When I left the morning I felt that I did ok. I am not real sure about the afternoon maybe 25/40 or better. I just lost focus in the afternoon as I was beat. I also worked the afternoon back wards which interestingly enough worked to my benefit.

Looking back at the entire exam I know I missed three for sure and maybe 12 were maybe. I only remember guessing on 4 total, but that is what I remember. Note: I went home and did three problems I had difficulty with in about 5 minutes which bothers me allot.

I believe I studied enough and I just made some stupid mistakes on some. A few areas I know I need to brush up on but I hope I do not have to do this again. The entire afternoon I kept telling myself to keep pushing so I would not be doing this again and it helped. I hope it was enough.


----------



## Kephart P.E. (Apr 28, 2009)

buick455 said:


> I took the afternoon Machine design depth.
> When I left the morning I felt that I did ok. I am not real sure about the afternoon maybe 25/40 or better. I just lost focus in the afternoon as I was beat. I also worked the afternoon back wards which interestingly enough worked to my benefit.

○ ○ ○

▶ **Activities**:
(a) Answer these questions using the exam forum thread:
(i) How many problems does the writer know for certain were missed?
(ii) What afternoon score does the writer estimate?
(iii) Which afternoon depth did buick455 take?
(b) From the exam forum thread, copy the part that opens with the words containing "Looking back at" and closes with "(Apr 28, 2009)", keeping every character unchanged.

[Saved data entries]
○ ○ ○

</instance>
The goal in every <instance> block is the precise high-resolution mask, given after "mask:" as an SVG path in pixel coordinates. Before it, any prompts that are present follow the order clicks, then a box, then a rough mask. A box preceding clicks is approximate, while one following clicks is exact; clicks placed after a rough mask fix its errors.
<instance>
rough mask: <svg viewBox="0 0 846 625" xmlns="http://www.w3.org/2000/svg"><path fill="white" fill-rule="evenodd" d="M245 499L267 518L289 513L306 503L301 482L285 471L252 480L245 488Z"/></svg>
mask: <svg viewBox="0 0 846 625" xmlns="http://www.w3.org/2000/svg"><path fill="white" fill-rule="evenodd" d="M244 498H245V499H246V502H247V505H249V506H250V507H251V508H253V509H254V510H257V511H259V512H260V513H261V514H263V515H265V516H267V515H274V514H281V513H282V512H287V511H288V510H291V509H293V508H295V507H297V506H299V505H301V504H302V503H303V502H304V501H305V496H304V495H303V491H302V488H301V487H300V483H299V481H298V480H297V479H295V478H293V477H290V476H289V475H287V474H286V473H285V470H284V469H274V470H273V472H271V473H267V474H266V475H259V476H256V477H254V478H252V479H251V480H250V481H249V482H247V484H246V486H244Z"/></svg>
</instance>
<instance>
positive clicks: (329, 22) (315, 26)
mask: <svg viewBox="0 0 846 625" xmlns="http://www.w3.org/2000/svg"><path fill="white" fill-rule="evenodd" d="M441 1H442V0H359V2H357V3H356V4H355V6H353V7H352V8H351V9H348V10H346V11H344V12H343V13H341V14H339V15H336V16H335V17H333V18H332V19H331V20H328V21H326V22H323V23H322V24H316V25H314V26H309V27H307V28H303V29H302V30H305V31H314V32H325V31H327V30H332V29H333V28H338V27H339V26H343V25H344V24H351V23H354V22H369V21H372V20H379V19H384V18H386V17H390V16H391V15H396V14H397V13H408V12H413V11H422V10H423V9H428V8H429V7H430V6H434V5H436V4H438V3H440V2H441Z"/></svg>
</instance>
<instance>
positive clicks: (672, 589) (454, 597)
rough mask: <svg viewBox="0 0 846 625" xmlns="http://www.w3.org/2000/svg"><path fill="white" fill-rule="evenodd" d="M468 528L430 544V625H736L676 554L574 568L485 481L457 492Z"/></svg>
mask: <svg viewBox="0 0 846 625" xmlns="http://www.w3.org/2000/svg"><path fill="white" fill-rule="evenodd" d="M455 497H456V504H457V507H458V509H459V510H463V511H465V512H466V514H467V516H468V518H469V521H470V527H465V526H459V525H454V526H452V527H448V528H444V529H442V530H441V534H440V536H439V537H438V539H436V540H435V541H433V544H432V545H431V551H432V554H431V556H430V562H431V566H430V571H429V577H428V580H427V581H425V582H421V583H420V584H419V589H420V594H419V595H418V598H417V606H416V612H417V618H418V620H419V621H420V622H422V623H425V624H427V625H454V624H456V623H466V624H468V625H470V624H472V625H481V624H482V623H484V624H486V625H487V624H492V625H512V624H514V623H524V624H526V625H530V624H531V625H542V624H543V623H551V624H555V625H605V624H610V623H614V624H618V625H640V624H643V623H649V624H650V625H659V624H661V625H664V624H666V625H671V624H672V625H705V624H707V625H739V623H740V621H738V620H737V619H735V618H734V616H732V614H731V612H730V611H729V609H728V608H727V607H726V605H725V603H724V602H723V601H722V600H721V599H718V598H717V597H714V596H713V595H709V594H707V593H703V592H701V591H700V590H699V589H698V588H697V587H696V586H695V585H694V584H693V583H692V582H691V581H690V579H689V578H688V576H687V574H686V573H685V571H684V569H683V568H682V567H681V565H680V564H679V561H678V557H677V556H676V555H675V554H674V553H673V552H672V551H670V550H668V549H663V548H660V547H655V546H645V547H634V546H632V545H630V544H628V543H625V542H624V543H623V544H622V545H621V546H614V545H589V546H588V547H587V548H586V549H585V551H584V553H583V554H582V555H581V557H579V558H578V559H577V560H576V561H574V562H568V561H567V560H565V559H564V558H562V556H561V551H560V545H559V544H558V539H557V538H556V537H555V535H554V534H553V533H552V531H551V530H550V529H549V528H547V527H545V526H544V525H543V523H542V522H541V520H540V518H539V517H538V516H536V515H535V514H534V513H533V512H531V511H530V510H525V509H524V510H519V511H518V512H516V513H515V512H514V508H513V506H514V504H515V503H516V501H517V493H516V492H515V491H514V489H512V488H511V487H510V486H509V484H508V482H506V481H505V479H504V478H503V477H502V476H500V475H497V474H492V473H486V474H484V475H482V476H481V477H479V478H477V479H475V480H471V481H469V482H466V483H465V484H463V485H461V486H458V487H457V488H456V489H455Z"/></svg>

○ ○ ○

▶ **Answers per task**:
(a)
(i) Three
(ii) 25/40 or better
(iii) Machine design

(b)
Looking back at the entire exam I know I missed three for sure and maybe 12 were maybe. I only remember guessing on 4 total, but that is what I remember. Note: I went home and did three problems I had difficulty with in about 5 minutes which bothers me allot.

I believe I studied enough and I just made some stupid mistakes on some. A few areas I know I need to brush up on but I hope I do not have to do this again. The entire afternoon I kept telling myself to keep pushing so I would not be doing this again and it helped. I hope it was enough.


----------



## Kephart P.E. (Apr 28, 2009)